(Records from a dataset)
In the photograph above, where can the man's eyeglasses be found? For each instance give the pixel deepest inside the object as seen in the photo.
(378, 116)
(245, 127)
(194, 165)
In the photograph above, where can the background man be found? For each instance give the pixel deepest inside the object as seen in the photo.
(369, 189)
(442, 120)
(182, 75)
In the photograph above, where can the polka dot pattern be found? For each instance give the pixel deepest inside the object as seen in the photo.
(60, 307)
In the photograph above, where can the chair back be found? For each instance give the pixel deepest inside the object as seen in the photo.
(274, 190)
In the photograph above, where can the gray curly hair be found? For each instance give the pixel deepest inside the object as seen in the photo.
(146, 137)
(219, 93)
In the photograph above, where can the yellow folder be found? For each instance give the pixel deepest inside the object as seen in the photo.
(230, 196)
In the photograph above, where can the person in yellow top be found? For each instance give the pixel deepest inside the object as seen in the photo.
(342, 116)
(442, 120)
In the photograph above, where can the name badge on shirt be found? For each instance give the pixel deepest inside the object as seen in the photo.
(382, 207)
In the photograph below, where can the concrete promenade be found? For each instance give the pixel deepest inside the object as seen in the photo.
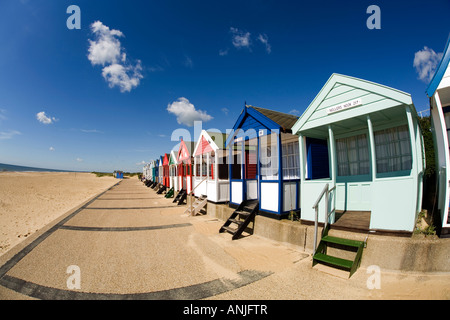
(131, 243)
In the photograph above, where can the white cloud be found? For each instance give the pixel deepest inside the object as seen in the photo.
(5, 135)
(126, 78)
(186, 112)
(265, 40)
(426, 62)
(106, 50)
(223, 52)
(240, 39)
(43, 118)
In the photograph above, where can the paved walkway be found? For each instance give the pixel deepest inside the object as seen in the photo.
(131, 243)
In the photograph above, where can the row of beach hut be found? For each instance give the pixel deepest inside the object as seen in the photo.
(358, 142)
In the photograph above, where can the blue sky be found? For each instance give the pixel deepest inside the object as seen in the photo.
(111, 94)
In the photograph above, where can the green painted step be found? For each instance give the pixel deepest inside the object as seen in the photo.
(341, 241)
(334, 260)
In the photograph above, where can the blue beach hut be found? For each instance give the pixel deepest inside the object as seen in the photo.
(263, 161)
(362, 139)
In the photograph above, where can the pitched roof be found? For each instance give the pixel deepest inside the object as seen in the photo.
(440, 71)
(284, 120)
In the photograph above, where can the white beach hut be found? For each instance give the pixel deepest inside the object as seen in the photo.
(438, 92)
(210, 167)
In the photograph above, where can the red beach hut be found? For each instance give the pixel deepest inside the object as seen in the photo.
(185, 162)
(166, 177)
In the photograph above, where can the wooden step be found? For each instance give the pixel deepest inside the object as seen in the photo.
(344, 242)
(239, 222)
(343, 263)
(243, 213)
(229, 229)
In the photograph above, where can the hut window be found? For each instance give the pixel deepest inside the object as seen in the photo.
(393, 149)
(223, 166)
(291, 160)
(197, 166)
(269, 157)
(447, 120)
(236, 162)
(204, 165)
(353, 156)
(212, 158)
(251, 149)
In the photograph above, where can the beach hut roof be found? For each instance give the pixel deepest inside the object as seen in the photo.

YOUR ASSIGNMENT: Return every entry unchanged and skip the pictures.

RESPONSE FOR THIS EXERCISE:
In the photograph above, where can the man's eyeglasses be found? For each instance give the pixel deepest inside the object as seen in the photo.
(378, 116)
(245, 127)
(194, 165)
In the photograph above, where can the background man be found? For each instance give the pixel deepest inside the object as seen in the photo.
(369, 189)
(442, 120)
(182, 75)
In the photograph above, where can the polka dot pattern be found? For each instance give the pixel deepest inside the object as seen in the photo.
(60, 307)
In the photograph above, where can the chair back be found? For each instance give the pixel deepest inside the object as seen in the photo.
(274, 190)
In the photograph above, where can the gray curly hair be found? For each instance give the pixel deepest inside the object as seen in the photo.
(146, 137)
(219, 93)
In the photograph above, where can the yellow folder be found? For each instance give the pixel deepest inside the object as seen in the photo.
(230, 196)
In the photograph above, where can the person in yellow top be found? For each instance give the pixel deepest inside the object as seen in the photo.
(342, 116)
(442, 120)
In the photograph above, where can the name badge on shirt be found? For each instance give the pixel deepest inside the object as seen in the photo.
(382, 207)
In the photograph below, where can the concrete promenade be found? For each instance give the pixel deepest inside the object as seen in the photo.
(131, 243)
In the photograph above, where can the white cloud be found? For each instance give the pixel deepest inside the object as seen in the photo.
(5, 135)
(126, 78)
(186, 112)
(265, 40)
(426, 62)
(106, 50)
(223, 52)
(240, 39)
(43, 118)
In the photograph above, where can the paved walkway be found? For each instance give the pixel deepest inside the object as seen in the photo.
(131, 243)
In the photograph above, where can the row of beach hut be found? For each instance give the pixel deepest inside the object as seen in the photo.
(358, 142)
In the photograph above, where can the blue sky be found? For each instance give the pixel deepest inside the object as seen in the photo.
(111, 94)
In the photograph above, where can the green painted step be found? For each instance give the pixel deepest inside the object as seen in the photo.
(341, 241)
(334, 260)
In the photograph above, where can the blue beach hut be found? For each instance give the pixel deepest inside the object as seen in the photo.
(263, 161)
(362, 139)
In the photograph above, where can the pitched roof be found? For each instance give the pixel deepest inside the object as seen in the photo.
(440, 71)
(284, 120)
In the photograph above, where can the white beach hut be found? For each instance give the pixel deepest inside the object as seen in the photo.
(438, 92)
(210, 167)
In the photograph above, where can the red beach hut be found? For each instance give the pixel deepest inside the object as seen in the photo.
(185, 162)
(166, 177)
In the photograph above, where can the wooden step be found? For each instance give the pixel deepest inside the object as seen in the photo.
(344, 242)
(239, 222)
(343, 263)
(243, 213)
(229, 229)
In the photograph above, where can the hut window be found? For each instance give the pixel deepest inside the object as seen in the photo.
(393, 149)
(223, 166)
(291, 160)
(197, 166)
(269, 157)
(447, 120)
(236, 162)
(204, 165)
(353, 156)
(212, 158)
(251, 149)
In the photograph above, where can the beach hut roof be found? For each instance give the pixel deepest inside the object as seen in the photo.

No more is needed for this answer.